Copy out the complete listing, word for word.

-- -- --

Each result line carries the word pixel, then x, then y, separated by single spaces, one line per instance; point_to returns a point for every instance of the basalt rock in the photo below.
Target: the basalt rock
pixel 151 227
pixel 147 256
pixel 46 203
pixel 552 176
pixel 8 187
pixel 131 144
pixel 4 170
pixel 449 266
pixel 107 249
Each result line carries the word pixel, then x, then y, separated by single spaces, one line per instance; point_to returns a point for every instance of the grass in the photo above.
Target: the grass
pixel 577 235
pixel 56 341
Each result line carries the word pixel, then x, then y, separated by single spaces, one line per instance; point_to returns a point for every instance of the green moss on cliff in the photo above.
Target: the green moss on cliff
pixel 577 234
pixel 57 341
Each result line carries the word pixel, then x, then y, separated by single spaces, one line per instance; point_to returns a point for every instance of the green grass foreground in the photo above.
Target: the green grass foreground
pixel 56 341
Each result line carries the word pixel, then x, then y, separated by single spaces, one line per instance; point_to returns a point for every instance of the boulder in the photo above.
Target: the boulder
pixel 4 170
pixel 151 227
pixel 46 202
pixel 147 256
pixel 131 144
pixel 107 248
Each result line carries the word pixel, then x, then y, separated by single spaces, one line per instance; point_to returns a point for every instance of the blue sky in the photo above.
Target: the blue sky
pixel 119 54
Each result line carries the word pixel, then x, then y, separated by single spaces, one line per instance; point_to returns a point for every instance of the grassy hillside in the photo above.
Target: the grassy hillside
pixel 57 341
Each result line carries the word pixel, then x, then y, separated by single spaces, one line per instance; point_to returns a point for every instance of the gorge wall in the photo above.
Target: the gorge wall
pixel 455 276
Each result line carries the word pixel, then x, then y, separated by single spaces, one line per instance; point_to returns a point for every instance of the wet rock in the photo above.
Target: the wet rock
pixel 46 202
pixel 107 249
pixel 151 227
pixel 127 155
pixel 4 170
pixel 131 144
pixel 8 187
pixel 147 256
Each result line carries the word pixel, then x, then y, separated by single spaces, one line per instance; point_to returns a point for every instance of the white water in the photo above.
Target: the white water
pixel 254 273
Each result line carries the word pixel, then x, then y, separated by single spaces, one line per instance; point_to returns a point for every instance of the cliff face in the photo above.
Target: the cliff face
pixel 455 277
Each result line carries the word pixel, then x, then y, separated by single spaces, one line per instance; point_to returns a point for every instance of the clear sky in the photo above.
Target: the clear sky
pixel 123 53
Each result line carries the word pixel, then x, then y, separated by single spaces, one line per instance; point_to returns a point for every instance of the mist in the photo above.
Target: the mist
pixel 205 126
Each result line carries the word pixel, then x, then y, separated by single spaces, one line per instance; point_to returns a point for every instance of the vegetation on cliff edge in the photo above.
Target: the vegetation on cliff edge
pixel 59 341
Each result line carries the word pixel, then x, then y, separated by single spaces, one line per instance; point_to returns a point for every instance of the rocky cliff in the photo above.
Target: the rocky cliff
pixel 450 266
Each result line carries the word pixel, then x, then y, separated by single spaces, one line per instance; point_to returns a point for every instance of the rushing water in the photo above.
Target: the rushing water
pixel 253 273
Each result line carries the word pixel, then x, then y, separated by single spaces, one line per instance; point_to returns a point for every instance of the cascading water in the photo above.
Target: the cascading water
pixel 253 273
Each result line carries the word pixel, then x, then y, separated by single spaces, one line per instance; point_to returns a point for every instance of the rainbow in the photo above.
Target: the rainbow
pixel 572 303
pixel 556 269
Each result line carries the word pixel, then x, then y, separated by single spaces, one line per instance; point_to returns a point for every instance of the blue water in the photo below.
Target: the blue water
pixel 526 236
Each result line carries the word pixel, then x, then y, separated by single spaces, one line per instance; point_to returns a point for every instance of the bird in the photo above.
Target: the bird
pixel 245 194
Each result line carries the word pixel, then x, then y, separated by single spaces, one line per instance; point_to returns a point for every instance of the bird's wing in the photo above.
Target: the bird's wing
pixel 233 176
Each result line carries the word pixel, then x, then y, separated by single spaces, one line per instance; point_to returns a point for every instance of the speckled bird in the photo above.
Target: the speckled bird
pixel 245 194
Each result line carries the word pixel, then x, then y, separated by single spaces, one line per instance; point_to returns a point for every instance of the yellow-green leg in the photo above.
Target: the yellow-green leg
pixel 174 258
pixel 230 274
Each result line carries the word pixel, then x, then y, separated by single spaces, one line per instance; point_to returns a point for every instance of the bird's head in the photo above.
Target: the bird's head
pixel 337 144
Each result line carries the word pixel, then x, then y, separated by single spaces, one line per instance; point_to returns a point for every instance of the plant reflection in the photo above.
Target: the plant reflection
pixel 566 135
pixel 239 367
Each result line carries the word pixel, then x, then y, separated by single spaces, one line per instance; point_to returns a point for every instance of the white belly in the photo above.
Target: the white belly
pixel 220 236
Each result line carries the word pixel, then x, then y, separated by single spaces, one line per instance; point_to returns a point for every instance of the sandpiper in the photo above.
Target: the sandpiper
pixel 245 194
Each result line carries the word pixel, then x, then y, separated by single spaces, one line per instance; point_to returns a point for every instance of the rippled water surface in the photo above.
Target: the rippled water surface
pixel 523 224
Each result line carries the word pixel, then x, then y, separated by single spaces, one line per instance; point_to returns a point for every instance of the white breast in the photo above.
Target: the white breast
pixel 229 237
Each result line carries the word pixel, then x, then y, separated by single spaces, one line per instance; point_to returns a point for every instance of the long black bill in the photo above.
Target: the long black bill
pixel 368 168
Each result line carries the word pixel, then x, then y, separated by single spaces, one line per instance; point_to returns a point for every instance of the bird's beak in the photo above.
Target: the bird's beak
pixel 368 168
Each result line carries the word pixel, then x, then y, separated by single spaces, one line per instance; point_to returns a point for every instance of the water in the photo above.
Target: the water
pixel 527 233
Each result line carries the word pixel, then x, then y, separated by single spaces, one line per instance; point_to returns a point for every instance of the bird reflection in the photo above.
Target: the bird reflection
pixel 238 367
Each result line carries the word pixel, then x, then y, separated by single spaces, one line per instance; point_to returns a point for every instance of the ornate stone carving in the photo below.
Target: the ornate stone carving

-- -- --

*The answer*.
Each result line carries the word pixel, then x, then y, separated by single spaces, one line per instance; point_to returns a point for every instance of the basalt rock in the photo below.
Target: the basalt rock
pixel 151 227
pixel 147 256
pixel 46 203
pixel 552 176
pixel 8 187
pixel 131 144
pixel 4 170
pixel 449 266
pixel 107 249
Each result line carries the word pixel, then x, then y, separated by single spaces, one line per instance; point_to returns a point for every instance of the grass in the photo above.
Target: the grass
pixel 577 235
pixel 56 341
Each result line carries the word pixel, then x, then y, separated by single spaces, one line per instance; point_to returns a point for every instance of the green moss on cliff in the photo above.
Target: the green moss on cliff
pixel 577 234
pixel 57 341
Each result line carries the word pixel, then x, then y, separated by single spaces, one line per instance; point_to returns a point for every instance of the green grass foreground in the photo above.
Target: the green grass foreground
pixel 56 341
Each result line carries the word pixel, then x, then y, separated by single spaces, one line per instance; point_to returns a point for every instance of the boulder in the photo above.
Target: the boulder
pixel 4 170
pixel 151 227
pixel 46 202
pixel 147 256
pixel 131 144
pixel 107 248
Each result line carries the word pixel, then x, then y, separated by single spaces, one line per instance; point_to returns a point for every instance of the blue sky in the photo above.
Target: the blue sky
pixel 119 54
Each result line carries the word pixel, then x, then y, separated by single spaces, one line per instance; point_to returns a point for every instance of the grassy hillside in the photo above.
Target: the grassy hillside
pixel 57 341
Each result line carries the word pixel, then x, then y, separated by single spaces, one line per instance; point_to returns a point for every instance of the gorge wall in the photo above.
Target: the gorge wall
pixel 455 276
Each result line carries the word pixel, then x, then y, separated by single spaces, one line per instance; point_to returns a point for every instance of the wet rock in the photo above.
Target: the wet rock
pixel 46 202
pixel 107 249
pixel 151 227
pixel 127 155
pixel 4 170
pixel 131 144
pixel 8 187
pixel 147 256
Each result line carries the word pixel, then x, then y, separated by single spaces, one line per instance; point_to returns a point for every instance of the white water in the photo above.
Target: the white water
pixel 254 273
Each result line carries the word pixel, then x, then y, separated by single spaces, one line per instance; point_to returns a point for every instance of the cliff face in the photo above.
Target: the cliff face
pixel 455 277
Each result line carries the word pixel, then x, then y, separated by single spaces, one line per instance; point_to returns a point for every instance of the clear sky in the photo above.
Target: the clear sky
pixel 123 53
Each result line carries the word pixel, then x, then y, separated by single spaces, one line per instance; point_to returns a point for every instance of the mist in the photo above.
Target: the mist
pixel 205 126
Each result line carries the word pixel, then x, then y, separated by single spaces, one line per instance; point_to returns a point for every instance of the vegetation on cliff edge in the photo above.
Target: the vegetation on cliff edge
pixel 59 341
Each result line carries the word pixel, then x, then y, separated by single spaces, one line per instance; point_to returns a point for every instance of the rocky cliff in the photo above.
Target: the rocky cliff
pixel 450 266
Each result line carries the word pixel, then x, then y, separated by single spaces, one line per instance; point_to returns a point for every instance of the rushing water in the photo above.
Target: the rushing water
pixel 253 273
Each result line carries the word pixel, then x, then y, separated by single spaces, one line per instance; point_to returns a point for every instance of the cascading water in the photo above.
Target: the cascading water
pixel 253 273
Each result line carries the word pixel, then x, then y, separated by single spaces, one line per instance; point_to returns a point for every instance of the rainbow in the photo above.
Target: the rainbow
pixel 572 303
pixel 556 269
Each result line carries the word pixel, then x, then y, separated by single spaces, one line per instance; point_to returns a point for every instance of the blue water in the photo below.
Target: the blue water
pixel 526 236
Each result line carries the word pixel, then x, then y, separated by single spaces, one line per instance; point_to returns a point for every instance of the bird in the photo above.
Target: the bird
pixel 245 194
Each result line carries the word pixel, then x, then y, separated by single spaces, one line per instance; point_to returns a point for every instance of the bird's wing in the photo above.
Target: the bird's wing
pixel 233 176
Each result line carries the word pixel, then x, then y, separated by single spaces, one line per instance; point_to returns a point for every instance of the speckled bird in the photo above.
Target: the speckled bird
pixel 245 194
Each result line carries the word pixel, then x, then y, separated by single spaces, one line per instance; point_to returns a point for every instance of the yellow-green leg in the photo above.
Target: the yellow-green leg
pixel 174 258
pixel 230 274
Each result line carries the word pixel, then x, then y, separated by single spaces, one line per instance; point_to returns a point for every instance of the bird's head in the photo above.
Target: the bird's head
pixel 337 144
Each result line carries the word pixel, then x, then y, separated by single spaces, one line per instance; point_to returns a point for every instance of the plant reflection in the photo above.
Target: the plant reflection
pixel 566 135
pixel 239 367
Each result line carries the word pixel, then x, then y, separated by single spaces, one line per instance; point_to returns a point for every instance of the white belly in the photo above.
Target: the white belly
pixel 220 236
Each result line carries the word pixel, then x, then y, separated by single spaces, one line per instance; point_to returns a point for every instance of the sandpiper in the photo above.
Target: the sandpiper
pixel 245 194
Each result line carries the word pixel, then x, then y, separated by single spaces, one line per instance; point_to returns a point for every instance of the rippled water surface in the photo above.
Target: the rippled water surface
pixel 523 224
Each result line carries the word pixel, then x, then y, separated by single spaces, one line per instance; point_to returns a point for every instance of the white breast in the photo above.
Target: the white breast
pixel 229 237
Each result line carries the word pixel, then x, then y, separated by single spaces, one line per instance; point_to returns a point for every instance of the long black bill in the photo above.
Target: the long black bill
pixel 368 168
Each result line carries the word pixel, then x, then y, separated by single spaces, one line per instance; point_to returns a point for every instance of the bird's beak in the photo above.
Target: the bird's beak
pixel 368 168
Each result line carries the word pixel, then x, then y, separated by single spaces, one line per instance; point_to returns a point for every instance of the water in the photo above.
Target: the water
pixel 527 233
Each result line carries the word pixel, then x, then y, separated by single spaces, one line per instance; point_to returns a point for every instance of the bird reflection in the photo above.
Target: the bird reflection
pixel 238 367
Each result line carries the word pixel, then x, then y, separated by single spaces, one line per instance; point_to returns a point for every instance of the ornate stone carving in the photo below.
Target: the ornate stone carving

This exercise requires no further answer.